◆ **THE REQUEST**: Change "scarf" to "shawl" throughout the stretch from the line containing "Return one point per instance of the hot" through the end of the entries. Then write out only those lines again, with everything else left as it is.
# EXERCISE DATA start
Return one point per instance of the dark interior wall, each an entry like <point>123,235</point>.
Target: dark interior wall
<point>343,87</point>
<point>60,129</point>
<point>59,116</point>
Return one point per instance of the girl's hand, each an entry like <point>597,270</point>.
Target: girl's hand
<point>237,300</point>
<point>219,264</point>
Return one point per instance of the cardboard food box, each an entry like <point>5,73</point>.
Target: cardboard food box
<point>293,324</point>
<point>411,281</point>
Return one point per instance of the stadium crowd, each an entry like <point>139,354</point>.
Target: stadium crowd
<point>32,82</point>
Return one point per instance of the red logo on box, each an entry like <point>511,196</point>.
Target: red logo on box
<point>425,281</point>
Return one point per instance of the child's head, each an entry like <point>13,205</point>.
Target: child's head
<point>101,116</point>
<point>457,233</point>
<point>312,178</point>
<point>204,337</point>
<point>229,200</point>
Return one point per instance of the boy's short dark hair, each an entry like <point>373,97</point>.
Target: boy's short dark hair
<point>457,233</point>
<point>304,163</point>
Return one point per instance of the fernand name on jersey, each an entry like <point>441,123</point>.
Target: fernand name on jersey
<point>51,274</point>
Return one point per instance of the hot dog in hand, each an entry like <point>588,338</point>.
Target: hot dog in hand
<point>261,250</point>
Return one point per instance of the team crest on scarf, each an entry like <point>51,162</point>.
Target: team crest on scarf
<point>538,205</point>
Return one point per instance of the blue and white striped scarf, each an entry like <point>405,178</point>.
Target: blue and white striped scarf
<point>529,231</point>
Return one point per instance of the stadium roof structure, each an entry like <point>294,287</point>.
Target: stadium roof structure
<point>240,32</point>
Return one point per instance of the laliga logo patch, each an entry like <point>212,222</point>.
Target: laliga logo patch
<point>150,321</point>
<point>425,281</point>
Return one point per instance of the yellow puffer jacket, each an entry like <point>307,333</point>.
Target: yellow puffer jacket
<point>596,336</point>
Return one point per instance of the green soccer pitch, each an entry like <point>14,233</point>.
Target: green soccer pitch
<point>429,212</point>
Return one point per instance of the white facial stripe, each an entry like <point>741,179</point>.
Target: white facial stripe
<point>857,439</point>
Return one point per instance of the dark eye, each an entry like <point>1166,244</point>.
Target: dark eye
# EXERCISE DATA end
◆ **SOLUTION TO THIS TASK**:
Return one point per instance of the hot dog in hand, each an entry like <point>588,338</point>.
Target: hot dog in hand
<point>261,250</point>
Return one point per instance of the team crest on shawl, each an entry like <point>51,162</point>.
Target: team crest on shawl
<point>538,205</point>
Return one point per instance of the blue and white striped shawl, each an entry like <point>405,178</point>.
Target: blue and white striped shawl
<point>529,231</point>
Return one point per instance of the stadium roof structure, each an entry like <point>294,287</point>.
Target: stadium roof structure
<point>240,32</point>
Return one point per instance of the laliga logo patch, each an entry like <point>212,222</point>.
Target: laliga logo patch
<point>150,321</point>
<point>425,281</point>
Return one point per instance of the yellow puffer jacket, each an entry like <point>307,333</point>.
Target: yellow puffer jacket
<point>596,336</point>
Return one point per instance of the green soccer pitch, each an entry like <point>14,233</point>.
Target: green soccer pitch
<point>429,212</point>
Return one point per instance of the white facial stripe, each an entry like <point>741,179</point>.
Target: white facial stripe
<point>857,439</point>
Return one point per instance of the dark eye, each an entry like <point>1166,244</point>.
Target: dark eye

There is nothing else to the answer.